Data section section start

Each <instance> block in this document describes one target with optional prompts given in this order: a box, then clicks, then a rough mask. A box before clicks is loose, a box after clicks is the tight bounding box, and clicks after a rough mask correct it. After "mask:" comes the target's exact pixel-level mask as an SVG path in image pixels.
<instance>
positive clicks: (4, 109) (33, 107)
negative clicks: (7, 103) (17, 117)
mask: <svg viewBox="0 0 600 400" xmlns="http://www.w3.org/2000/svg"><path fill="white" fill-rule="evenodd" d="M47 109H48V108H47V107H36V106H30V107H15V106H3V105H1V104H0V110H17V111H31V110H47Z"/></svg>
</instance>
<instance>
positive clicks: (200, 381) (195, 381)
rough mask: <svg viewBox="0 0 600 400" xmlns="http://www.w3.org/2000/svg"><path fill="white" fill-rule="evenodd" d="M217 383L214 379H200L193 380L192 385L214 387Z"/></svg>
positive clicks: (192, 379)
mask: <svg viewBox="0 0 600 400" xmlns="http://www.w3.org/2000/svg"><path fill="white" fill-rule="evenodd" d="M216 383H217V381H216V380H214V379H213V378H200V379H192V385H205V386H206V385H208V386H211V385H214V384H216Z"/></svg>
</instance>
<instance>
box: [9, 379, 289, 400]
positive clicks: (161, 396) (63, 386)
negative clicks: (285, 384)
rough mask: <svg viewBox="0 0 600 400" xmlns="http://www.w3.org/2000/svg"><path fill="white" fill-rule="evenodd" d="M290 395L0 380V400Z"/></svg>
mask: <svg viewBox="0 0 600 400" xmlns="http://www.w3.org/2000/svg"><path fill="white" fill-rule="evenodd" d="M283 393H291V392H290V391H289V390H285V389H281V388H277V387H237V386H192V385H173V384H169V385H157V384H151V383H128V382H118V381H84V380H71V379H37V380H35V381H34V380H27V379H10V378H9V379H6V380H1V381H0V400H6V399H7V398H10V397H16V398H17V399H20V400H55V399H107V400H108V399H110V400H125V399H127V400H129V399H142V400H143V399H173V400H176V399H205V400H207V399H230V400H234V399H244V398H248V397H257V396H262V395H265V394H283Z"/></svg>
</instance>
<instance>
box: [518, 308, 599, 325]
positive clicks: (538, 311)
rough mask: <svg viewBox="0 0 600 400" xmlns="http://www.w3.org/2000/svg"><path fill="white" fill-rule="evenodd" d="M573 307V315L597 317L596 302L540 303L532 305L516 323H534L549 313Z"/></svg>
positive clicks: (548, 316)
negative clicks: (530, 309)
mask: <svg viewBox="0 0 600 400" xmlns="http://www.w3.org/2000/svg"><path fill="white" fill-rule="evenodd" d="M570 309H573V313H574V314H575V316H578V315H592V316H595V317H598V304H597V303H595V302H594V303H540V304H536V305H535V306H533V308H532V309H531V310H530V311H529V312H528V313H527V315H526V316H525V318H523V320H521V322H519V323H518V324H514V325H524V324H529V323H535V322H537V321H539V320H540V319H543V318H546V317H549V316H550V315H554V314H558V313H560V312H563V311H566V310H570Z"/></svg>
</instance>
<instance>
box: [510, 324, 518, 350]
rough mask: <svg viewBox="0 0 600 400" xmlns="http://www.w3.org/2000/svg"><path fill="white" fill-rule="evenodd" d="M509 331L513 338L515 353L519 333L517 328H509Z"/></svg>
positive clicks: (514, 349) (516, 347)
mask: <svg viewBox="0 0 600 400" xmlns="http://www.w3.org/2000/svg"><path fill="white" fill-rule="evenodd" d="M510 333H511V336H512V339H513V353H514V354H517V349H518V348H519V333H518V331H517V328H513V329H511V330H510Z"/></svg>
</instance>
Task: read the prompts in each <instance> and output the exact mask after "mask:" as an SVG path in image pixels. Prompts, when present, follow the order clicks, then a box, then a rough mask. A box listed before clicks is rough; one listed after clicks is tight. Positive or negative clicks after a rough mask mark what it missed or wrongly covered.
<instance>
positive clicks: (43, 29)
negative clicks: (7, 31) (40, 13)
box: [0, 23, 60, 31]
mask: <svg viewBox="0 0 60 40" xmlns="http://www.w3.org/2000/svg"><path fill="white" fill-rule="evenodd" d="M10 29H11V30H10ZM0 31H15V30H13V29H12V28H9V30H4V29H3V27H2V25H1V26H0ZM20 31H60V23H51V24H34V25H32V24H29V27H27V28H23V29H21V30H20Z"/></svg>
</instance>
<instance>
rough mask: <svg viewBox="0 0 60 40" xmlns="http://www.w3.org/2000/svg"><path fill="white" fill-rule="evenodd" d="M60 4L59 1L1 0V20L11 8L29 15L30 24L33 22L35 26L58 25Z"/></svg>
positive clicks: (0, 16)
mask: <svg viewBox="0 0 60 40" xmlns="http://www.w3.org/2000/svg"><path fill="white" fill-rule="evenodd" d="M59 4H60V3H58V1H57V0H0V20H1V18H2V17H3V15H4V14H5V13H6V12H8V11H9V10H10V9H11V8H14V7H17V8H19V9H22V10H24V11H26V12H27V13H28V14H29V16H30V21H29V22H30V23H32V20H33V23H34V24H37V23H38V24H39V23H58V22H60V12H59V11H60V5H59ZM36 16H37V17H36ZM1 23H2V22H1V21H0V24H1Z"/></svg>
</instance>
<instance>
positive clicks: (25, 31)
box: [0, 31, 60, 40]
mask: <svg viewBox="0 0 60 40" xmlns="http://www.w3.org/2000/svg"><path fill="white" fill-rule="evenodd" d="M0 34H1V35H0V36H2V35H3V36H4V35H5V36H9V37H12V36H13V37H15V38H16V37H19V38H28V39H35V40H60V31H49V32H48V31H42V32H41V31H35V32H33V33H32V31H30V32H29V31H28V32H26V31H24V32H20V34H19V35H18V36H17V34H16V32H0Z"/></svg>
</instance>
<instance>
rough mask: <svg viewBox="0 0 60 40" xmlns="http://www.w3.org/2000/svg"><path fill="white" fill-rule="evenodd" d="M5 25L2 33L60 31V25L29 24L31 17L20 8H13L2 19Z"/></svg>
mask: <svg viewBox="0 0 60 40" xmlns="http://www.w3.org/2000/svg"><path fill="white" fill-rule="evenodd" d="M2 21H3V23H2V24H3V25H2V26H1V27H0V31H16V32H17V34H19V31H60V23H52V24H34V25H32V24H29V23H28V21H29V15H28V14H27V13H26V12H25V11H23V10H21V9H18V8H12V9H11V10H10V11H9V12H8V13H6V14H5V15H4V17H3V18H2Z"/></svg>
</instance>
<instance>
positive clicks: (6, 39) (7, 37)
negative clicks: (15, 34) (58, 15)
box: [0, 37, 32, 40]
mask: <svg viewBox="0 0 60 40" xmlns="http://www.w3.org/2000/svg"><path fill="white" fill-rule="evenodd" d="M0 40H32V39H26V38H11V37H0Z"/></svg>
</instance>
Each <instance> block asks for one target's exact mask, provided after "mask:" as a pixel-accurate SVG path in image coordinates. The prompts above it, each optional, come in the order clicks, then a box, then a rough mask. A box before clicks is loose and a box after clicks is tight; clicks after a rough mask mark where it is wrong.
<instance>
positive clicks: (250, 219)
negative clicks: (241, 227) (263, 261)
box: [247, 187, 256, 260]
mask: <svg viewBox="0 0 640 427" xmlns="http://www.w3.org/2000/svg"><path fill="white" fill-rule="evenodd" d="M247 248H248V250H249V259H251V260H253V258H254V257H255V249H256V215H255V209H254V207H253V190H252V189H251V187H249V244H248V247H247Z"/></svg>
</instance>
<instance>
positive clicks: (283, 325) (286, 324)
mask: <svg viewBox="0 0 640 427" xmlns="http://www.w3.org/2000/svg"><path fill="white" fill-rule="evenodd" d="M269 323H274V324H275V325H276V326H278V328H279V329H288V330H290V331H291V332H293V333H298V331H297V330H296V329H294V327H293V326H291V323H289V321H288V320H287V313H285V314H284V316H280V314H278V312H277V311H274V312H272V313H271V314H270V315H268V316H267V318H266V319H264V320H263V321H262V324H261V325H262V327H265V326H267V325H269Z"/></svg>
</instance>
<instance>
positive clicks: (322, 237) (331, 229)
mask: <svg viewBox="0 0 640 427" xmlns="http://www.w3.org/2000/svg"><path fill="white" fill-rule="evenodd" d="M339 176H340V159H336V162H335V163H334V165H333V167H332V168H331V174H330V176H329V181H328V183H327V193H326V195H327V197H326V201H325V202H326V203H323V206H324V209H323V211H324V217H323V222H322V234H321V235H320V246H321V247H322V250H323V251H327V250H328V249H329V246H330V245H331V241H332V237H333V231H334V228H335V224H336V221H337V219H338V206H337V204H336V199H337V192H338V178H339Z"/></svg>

Data section section end

[Prompt]
When you find a line in the records that contains the word "image", copy it.

[Solution to this exercise]
Each <instance> block in this document describes one target with optional prompts given in this order: a box, then clicks, then a rough mask. A box before clicks is loose, a box after clicks is the tight bounding box, and clicks after a rough mask correct it. After "mask:" comes the target's exact pixel-level mask as an SVG path in image pixels.
Task: read the prompts in each <instance> and output the exact mask after "mask:" as an SVG path in image pixels. Prompts, when present, follow the order clicks, then a box, then a rough mask. A box listed before clicks is rough; one listed after clicks is tight. Positive or negative clicks after a rough mask mark what it missed or wrongly covered.
Each <instance> block asks for one target's exact mask, provided after "mask:" as a pixel-accurate SVG path in image coordinates. The prompts above it, each optional, come in the order clicks, then a box, then a rough mask. A box before clicks is loose and a box after clicks is tight; clicks after a rough mask mark where it is wrong.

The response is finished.